EXCERPT:
--- START ---
Originally Posted by MitchD
Here's a quick update.
Basically, everything's working just fine. Modulation and power are there. The brake feels just great. No seal damage, no leaks, nothing bad, even though I did not completely remove the remnants of DOT 5.1 from the system. In fact, before I changed the brake fluid, both brake levers had been leaking slightly around the screws fixing the reservoir caps. Now, the rear brake, which was bled with DOT 5, is not leaking, and the front one, still with DOT 5.1, is still leaking a little (no matter what I tried, including replacing the diaphragms).
The only difference is that it feels as though the rear brake's lever is now a little softer when the pads contact the rotor. I'm not absolutely sure on this, because I don't remember how it felt before changing the brake fluid type. I can compare it with the front brake, but its softness could be explained by the longer length of the hose as well. It will be possible to say something definite after bleeding the front brake with DOT5 when I have inspiration and time for that. I think I'll do that soon, because the rear brake has been trouble free so far, and now I feel quite confident about using DOT5.
Also, the rear brake's lever free travel until the pads hit the rotor is now significantly shorter than it was before. This is a definite plus for me. It will be interesting to see if that will be the same way with the front brake.
Having had no issues with the rear brake so far, I decided to bleed the front brake with DOT5 as well. All went perfectly. The brake performs excellent. I have yet to see whether the fluid stops leaking now (it still had been slightly leaking with DOT5.1 until yesterday), as it did with the rear brake.
Further testing is to come, but I can't see why there could be any trouble in the future.
Also, there's no problem with the lever feel. I couldn't really tell the difference between DOT5.1 and DOT5 caused by the higher compressibility of the latter.
04 Stumpjumper FSR Pro
Airborne Ti HT
Trek Rigid SS - No suspension, no gears....no problem
I switched out the fluid in soe avid juicy 5's about 2 1/2 years ago. No problems yet. The feel is different, but otherwise problem free. It does absorb a lot of air if you let it so it can get squishy, but I've never had to bleed them.
Originally Posted by shapirus
The only thing I did different than you was I flushed the system and let them soak in dot 5 for a while before completing the change over.
--- END ---
EXPLORE THE MATERIAL:
(1) In the forum thread, which brake was the first to be bled with DOT 5?
(2) Extract the passage of the forum thread between "04 Stumpjumper FSR" and "the change over.", inclusive.
The lines after the forum thread are separate material, unconnected to it.

DATASET RECORDS:
--- START ---
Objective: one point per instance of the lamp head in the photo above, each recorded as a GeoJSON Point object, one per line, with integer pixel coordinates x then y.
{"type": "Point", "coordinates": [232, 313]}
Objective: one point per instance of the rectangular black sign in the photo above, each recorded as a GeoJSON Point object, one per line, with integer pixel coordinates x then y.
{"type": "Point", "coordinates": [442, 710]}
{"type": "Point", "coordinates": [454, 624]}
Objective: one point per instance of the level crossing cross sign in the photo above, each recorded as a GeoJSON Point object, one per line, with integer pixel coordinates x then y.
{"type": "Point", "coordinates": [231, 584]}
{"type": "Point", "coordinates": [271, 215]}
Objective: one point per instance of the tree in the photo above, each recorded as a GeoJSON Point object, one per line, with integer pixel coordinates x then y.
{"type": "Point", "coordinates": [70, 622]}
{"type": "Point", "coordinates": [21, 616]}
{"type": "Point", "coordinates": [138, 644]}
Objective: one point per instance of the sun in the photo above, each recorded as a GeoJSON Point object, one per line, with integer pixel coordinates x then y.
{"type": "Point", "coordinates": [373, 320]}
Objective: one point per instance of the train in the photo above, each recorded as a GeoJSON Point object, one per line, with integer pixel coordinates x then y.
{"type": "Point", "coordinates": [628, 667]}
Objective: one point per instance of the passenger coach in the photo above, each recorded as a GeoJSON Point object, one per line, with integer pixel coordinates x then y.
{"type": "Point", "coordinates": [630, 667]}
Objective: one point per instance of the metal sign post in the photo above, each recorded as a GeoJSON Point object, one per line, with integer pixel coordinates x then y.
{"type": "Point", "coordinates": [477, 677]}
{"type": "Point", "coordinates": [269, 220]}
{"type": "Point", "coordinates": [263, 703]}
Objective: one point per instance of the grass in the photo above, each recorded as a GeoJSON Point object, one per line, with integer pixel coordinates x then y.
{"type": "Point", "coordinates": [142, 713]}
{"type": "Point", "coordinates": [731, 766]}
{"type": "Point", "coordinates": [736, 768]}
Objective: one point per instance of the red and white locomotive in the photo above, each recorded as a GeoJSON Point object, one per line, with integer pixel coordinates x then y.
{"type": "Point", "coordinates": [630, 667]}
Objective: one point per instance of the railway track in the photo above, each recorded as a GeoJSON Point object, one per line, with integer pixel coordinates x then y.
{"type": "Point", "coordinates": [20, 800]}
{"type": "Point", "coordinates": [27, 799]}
--- END ---
ANSWERS BELOW:
(1) The rear brake was the first to be bled with DOT 5.

(2)
04 Stumpjumper FSR Pro
Airborne Ti HT
Trek Rigid SS - No suspension, no gears....no problem
I switched out the fluid in soe avid juicy 5's about 2 1/2 years ago. No problems yet. The feel is different, but otherwise problem free. It does absorb a lot of air if you let it so it can get squishy, but I've never had to bleed them.
Originally Posted by shapirus
The only thing I did different than you was I flushed the system and let them soak in dot 5 for a while before completing the change over.